▸ Set problem a:
Count the lines in the rows that contain the word "dark", and reply with only the number.

▸ Passage to read:
12.03.2014

The Only Answer I Need.

Yesterday morning started like any other. I woke up, took a shower, and started perusing social media as I sat on the edge of the bathtub to let my hair air dry for about ten minutes. It's the same routine I have every morning. But yesterday was different. Instead of scrolling through post after post without much thought, two things caught my eye. The first was something I saw on facebook. As I scrolled through a few posts, there was a headline that several of my friends had commented on a mutual friend's timeline. Usually I wouldn't think much of this but the fact that they all seemed to be offering condolences caught my eye. Immediately hooked, I clicked the timeline link and started reading post after post on my friend's wall. Why are they offering condolences? Did something happen to one of her grandparents? What's going on? Thoughts flooded my mind. Until I came to one comment. And my heart dropped. It couldn't be. This sweet girl's father had passed away. A tragedy. A life gone much to soon. I immediately called Kevin to tell him as I knew he'd want to know this news as it was through him that I met these people. He didn't answer and I dialed over and over again. I sent a text, "CALL ME NOW". Moments later, my phone rang and without much thought I blurted out the news. Silence is what I heard on the other end of the line. Then came the questions. Our hearts broke for this girl, her siblings, her mom. As we hung up, I prayed to God over and over again. My heart hurt for each of them. There were no goodbyes. No I love you's. Just gone. In the blink of an eye. I couldn't fathom it.

As if that wasn't enough bad news for one morning, I started looking on Instagram when I stumbled across another post from a dear friend that did me in. There it was. Another life lost. This time one that never got to begin. Miscarriage. A word I know the meaning of, but don't have the experience to share. Hot salty tears fell from my eyes and I wept. Why God? Why? The questions started coming fast. I looked to my Bible but couldn't see through the tears. I couldn't find the answers.

▸ Data to use:
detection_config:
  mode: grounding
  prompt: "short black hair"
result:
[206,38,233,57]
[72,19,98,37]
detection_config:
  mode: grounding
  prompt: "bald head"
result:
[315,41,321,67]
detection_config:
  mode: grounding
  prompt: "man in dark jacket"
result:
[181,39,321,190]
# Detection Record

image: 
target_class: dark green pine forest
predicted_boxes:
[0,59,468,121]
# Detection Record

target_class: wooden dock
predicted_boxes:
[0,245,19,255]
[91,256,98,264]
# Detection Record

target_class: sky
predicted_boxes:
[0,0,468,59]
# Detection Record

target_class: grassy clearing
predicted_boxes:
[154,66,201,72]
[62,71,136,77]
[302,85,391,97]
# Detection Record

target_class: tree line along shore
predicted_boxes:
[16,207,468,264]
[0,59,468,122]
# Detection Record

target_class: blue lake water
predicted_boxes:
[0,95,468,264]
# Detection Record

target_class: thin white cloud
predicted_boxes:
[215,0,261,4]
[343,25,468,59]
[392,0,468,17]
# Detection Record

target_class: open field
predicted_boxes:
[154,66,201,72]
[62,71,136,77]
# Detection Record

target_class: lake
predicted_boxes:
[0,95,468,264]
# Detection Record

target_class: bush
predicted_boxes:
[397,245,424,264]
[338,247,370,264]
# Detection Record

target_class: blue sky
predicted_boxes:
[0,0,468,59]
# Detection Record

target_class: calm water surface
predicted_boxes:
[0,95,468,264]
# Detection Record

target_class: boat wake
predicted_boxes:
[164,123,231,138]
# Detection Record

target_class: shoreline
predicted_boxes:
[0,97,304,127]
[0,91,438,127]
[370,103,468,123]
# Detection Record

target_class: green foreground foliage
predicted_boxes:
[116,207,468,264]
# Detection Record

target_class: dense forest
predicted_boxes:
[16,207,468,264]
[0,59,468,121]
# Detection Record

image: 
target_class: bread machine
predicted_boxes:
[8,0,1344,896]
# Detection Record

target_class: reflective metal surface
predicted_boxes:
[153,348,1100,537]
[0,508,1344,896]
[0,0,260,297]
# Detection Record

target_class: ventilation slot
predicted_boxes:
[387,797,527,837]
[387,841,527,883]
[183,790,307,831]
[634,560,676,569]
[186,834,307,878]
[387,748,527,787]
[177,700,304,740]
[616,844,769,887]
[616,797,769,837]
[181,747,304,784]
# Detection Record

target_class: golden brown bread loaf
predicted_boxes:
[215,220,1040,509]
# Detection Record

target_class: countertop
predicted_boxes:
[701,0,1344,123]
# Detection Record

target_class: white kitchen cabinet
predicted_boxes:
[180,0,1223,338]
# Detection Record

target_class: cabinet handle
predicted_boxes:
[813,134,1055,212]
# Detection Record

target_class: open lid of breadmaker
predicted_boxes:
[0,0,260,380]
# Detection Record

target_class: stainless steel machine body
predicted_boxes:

▸ Set problem b:
Condense the paragraph of the post that begins "As if that wasn't enough bad news" into a shorter version that keeps its main facts.

▸ Correct response a:
2

▸ Correct response b:
That same morning, an Instagram post from a dear friend brought more bad news: a miscarriage, a life lost before it could begin. Though I know the word, I have no experience of it to share. I wept and asked God why. I turned to my Bible, but my tears kept me from seeing it, and I couldn't find the answers.